+++ Material for this task
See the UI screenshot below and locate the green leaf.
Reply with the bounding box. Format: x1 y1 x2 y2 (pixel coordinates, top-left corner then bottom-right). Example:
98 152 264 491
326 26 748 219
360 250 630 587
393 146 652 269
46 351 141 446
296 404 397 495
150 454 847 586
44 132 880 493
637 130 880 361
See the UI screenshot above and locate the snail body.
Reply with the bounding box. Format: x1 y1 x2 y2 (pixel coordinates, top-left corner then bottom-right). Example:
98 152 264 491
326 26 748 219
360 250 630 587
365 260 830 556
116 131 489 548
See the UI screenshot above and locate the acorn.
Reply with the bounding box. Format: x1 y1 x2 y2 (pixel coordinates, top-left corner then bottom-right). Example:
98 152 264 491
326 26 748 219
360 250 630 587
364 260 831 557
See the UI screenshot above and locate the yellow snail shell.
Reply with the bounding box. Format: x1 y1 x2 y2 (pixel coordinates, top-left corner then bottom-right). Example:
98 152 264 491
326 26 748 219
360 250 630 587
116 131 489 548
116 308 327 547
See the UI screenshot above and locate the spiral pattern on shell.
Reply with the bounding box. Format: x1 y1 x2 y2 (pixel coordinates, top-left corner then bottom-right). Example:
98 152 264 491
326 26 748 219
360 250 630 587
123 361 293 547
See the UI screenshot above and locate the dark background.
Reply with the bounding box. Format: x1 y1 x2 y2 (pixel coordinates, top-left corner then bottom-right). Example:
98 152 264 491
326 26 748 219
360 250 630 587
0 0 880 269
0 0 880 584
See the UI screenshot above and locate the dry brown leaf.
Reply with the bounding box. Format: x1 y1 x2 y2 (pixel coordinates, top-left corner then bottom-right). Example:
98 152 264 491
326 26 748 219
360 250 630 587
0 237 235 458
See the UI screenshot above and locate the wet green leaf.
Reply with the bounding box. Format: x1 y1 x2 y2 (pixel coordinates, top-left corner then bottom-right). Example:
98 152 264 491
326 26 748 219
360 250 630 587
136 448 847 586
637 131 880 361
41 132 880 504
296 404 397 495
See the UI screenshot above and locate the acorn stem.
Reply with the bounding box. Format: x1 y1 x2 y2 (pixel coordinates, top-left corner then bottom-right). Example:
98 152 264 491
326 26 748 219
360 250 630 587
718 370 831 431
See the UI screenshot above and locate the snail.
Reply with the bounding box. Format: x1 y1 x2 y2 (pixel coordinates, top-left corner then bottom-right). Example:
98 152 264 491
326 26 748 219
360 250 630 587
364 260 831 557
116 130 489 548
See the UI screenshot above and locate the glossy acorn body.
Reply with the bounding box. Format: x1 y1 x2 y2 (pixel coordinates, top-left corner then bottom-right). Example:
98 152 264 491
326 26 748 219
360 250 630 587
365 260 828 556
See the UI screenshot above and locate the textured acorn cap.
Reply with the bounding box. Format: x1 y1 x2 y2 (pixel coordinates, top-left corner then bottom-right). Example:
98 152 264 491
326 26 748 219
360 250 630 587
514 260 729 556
++++++
» **Objective**: Rewrite only the material from the line containing "See the UI screenshot above and locate the dry" down to the line containing "0 237 235 458", both included, keeping every line. Scale each bounding-box coordinate in the answers by 2.45, round to whole numbers with halves going up, and leave all other numbers unchanged.

» **Correct output**:
See the UI screenshot above and locate the dry brown leaf.
Reply with the bounding box. Format: x1 y1 x2 y2 (pixel coordinates, top-left corner then bottom-right). Example:
98 152 264 491
326 26 748 219
360 250 630 587
0 581 576 1122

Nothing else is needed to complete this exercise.